**Provided text**.
More Hospitals Remove Formula From Swag Bags to Encourage Breast-Feeding
Banning formula from hospital gift bags fuels the breast-feeding divide.
Aug. 1, 2007 — -- New York City's hospitals have banned infant formula from their gift bags for new mothers — a policy that they hope will encourage nursing and healthier babies.
The new policy kicked off during World Breast Feeding Week and calls attention to the increasingly acrimonious debate over the feeding of newborns.
The World Alliance for Breastfeeding Action's Web site states that breast-feeding within the first hour of birth "is the first and most vital step" toward reducing the nation's neonatal mortality rate — one of the highest in the industrialized world.
"Save 1 million babies beginning with one action," the site says.
It is this kind of rhetoric that fuels the great divide between those who choose breast-feeding as a maternal mission and those who opt for bottle-feeding, feeling guilty and inadequate.
In April, the World Health Organization set new international standards, saying that breast-feeding is an "unequaled way of providing ideal food for the healthy growth and development of infants."
Breast-feeding is also deemed healthy for mothers and the American Academy of Pediatrics recommends they breast-feed for six months and preferably one year.
An estimated 70 percent of new mothers start breast-feeding right after childbirth, but by six months, less than 20 percent are still exclusively nursing, according to the 2004 National Immunization Survey.

**Data below**.
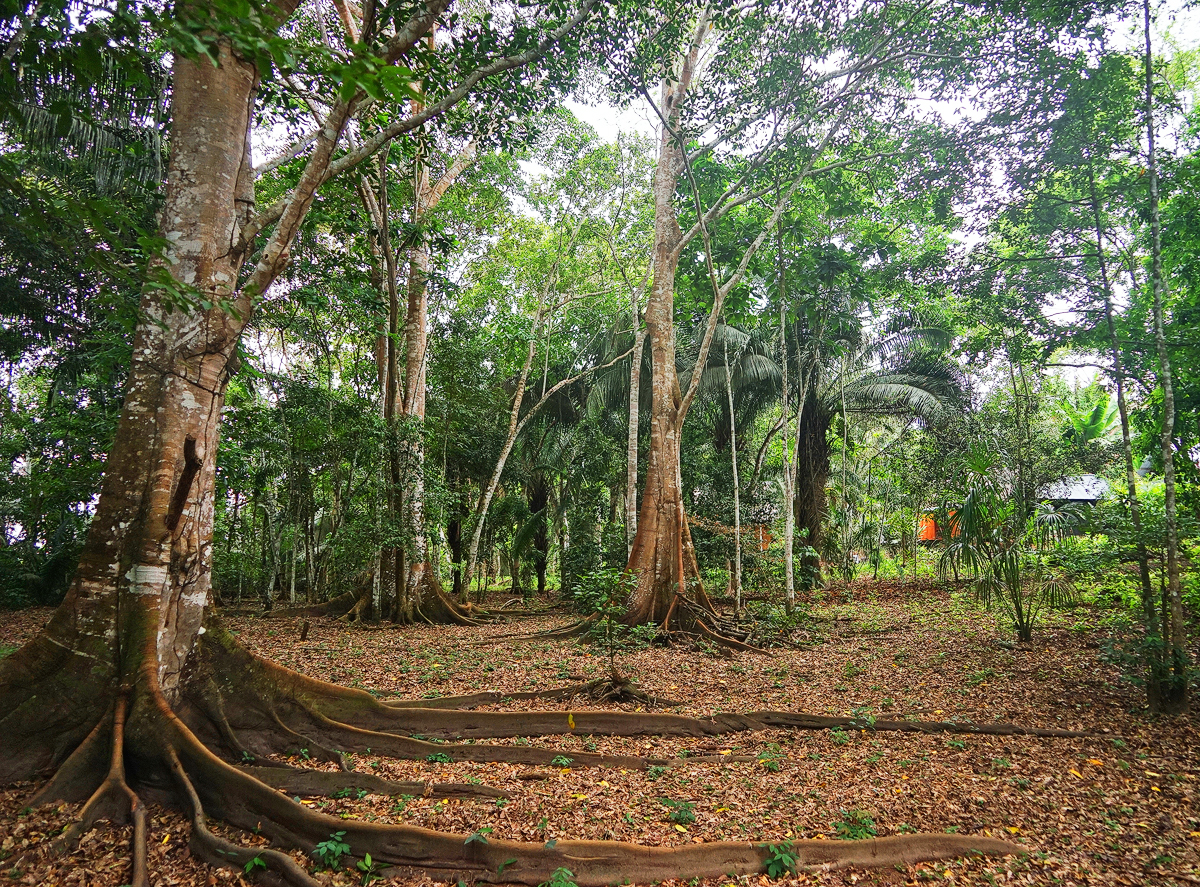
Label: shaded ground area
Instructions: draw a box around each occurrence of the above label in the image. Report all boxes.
[0,583,1200,887]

**About this exercise**. According to the article about hospital gift bags, how long does the American Academy of Pediatrics recommend mothers breast-feed? Rely solely on the article about hospital gift bags for what follows.

**Response to this task**. For six months, and preferably one year.